Please return all of the records that follow, exactly as written.
----- INPUT FOR THIS TASK -----
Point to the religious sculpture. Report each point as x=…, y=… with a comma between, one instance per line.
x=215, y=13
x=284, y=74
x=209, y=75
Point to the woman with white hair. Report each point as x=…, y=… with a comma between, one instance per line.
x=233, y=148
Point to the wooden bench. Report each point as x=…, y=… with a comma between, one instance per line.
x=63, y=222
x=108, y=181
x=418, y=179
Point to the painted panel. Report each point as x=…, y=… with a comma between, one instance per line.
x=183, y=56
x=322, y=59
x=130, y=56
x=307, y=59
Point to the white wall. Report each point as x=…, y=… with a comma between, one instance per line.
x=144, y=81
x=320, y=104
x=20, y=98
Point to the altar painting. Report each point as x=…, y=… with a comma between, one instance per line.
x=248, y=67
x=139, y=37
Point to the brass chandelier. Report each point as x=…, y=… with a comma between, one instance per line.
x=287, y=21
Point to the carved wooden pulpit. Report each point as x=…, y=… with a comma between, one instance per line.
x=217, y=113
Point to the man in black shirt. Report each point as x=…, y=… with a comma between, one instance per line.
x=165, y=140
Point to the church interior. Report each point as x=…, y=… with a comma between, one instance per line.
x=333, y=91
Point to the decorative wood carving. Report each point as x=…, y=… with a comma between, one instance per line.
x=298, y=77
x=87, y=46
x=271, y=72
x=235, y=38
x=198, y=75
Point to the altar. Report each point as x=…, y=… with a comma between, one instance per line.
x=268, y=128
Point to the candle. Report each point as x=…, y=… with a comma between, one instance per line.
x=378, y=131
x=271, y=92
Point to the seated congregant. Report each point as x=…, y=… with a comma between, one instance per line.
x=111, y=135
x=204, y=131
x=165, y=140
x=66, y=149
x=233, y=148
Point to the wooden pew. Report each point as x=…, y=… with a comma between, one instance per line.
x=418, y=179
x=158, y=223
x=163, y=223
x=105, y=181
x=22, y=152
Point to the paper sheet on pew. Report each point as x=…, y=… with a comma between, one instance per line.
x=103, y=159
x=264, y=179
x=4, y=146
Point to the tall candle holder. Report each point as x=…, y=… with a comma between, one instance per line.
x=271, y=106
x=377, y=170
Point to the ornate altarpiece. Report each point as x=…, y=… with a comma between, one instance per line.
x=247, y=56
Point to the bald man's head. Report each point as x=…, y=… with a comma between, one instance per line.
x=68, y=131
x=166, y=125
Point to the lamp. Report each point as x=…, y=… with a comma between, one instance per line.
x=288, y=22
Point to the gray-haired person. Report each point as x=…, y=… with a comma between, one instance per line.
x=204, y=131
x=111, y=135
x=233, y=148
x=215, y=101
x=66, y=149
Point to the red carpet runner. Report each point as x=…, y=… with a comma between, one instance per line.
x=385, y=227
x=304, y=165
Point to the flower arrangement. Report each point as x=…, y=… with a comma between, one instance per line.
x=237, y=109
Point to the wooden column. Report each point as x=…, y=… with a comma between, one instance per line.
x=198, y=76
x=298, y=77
-----
§ **YOUR SOLUTION**:
Point to the religious sculpture. Report each point as x=…, y=… with a comma between, one instance per line.
x=215, y=13
x=284, y=74
x=209, y=75
Point to the woman with white hair. Report each point as x=…, y=… with a comma between, one instance per line.
x=233, y=148
Point to the wooden bench. Report each point as x=…, y=… with a comma between, one instance per line.
x=63, y=222
x=108, y=181
x=418, y=179
Point to the painted panel. Report each point as x=…, y=… with a comma between, one instance per line.
x=183, y=56
x=322, y=59
x=130, y=56
x=307, y=59
Point to the white wall. Report each point as x=…, y=… with a comma between, one instance per line.
x=144, y=81
x=320, y=104
x=20, y=98
Point to the altar painting. Report each point as x=…, y=… with a comma between, one instance per line.
x=248, y=67
x=139, y=37
Point to the brass chandelier. Report each point as x=…, y=… with a comma between, one instance per line.
x=287, y=21
Point to the carved wooden pulpit. Report each point as x=…, y=… with a comma between, one instance per line.
x=217, y=113
Point to the man in black shirt. Report each point as x=…, y=… with a comma between, one instance per line.
x=165, y=140
Point to the church interior. Report each point as x=…, y=… with a comma between, one instance per line.
x=333, y=91
Point to the decorative wood carving. Report each point as x=…, y=… with a comma between, one instance per line.
x=298, y=77
x=87, y=46
x=271, y=72
x=235, y=38
x=198, y=75
Point to the altar. Report each point as x=…, y=… with a comma between, one instance per line.
x=268, y=128
Point to the candle. Report each point as x=…, y=… with a comma between, one instance per line.
x=378, y=131
x=271, y=92
Point to the seated congregant. Report each point as x=…, y=… with a comma between, one instance per line.
x=111, y=135
x=204, y=131
x=165, y=140
x=66, y=149
x=233, y=148
Point to the wooden pew. Report each point as x=…, y=… with a comma between, one instance per line.
x=418, y=179
x=158, y=223
x=163, y=223
x=105, y=181
x=22, y=152
Point to the paper sheet on pew. Report each point as x=…, y=… with a comma between, one instance per line.
x=103, y=159
x=264, y=179
x=4, y=146
Point to the tall candle holder. Report each point as x=…, y=… with a comma between, one instance per line.
x=271, y=106
x=377, y=170
Point to the ornate altarpiece. Report each point as x=…, y=… with a comma between, one instance per line.
x=247, y=56
Point to the bald man's head. Report each point as x=…, y=… with a comma between, one instance per line.
x=68, y=131
x=166, y=125
Point to the lamp. Report each point as x=…, y=… with a comma between, one instance per line.
x=288, y=22
Point to the gray-haired person. Report each point as x=…, y=… with a comma between, one instance per line.
x=204, y=131
x=111, y=135
x=233, y=148
x=215, y=101
x=66, y=149
Point to the red carpet runner. Report each point as x=…, y=… with a comma between, one instance per line.
x=385, y=227
x=304, y=165
Point to the flower arrangement. Report each point as x=…, y=… with a comma between, one instance per line.
x=237, y=109
Point to the wooden column. Report each point as x=…, y=… with a comma between, one instance per line.
x=198, y=76
x=298, y=77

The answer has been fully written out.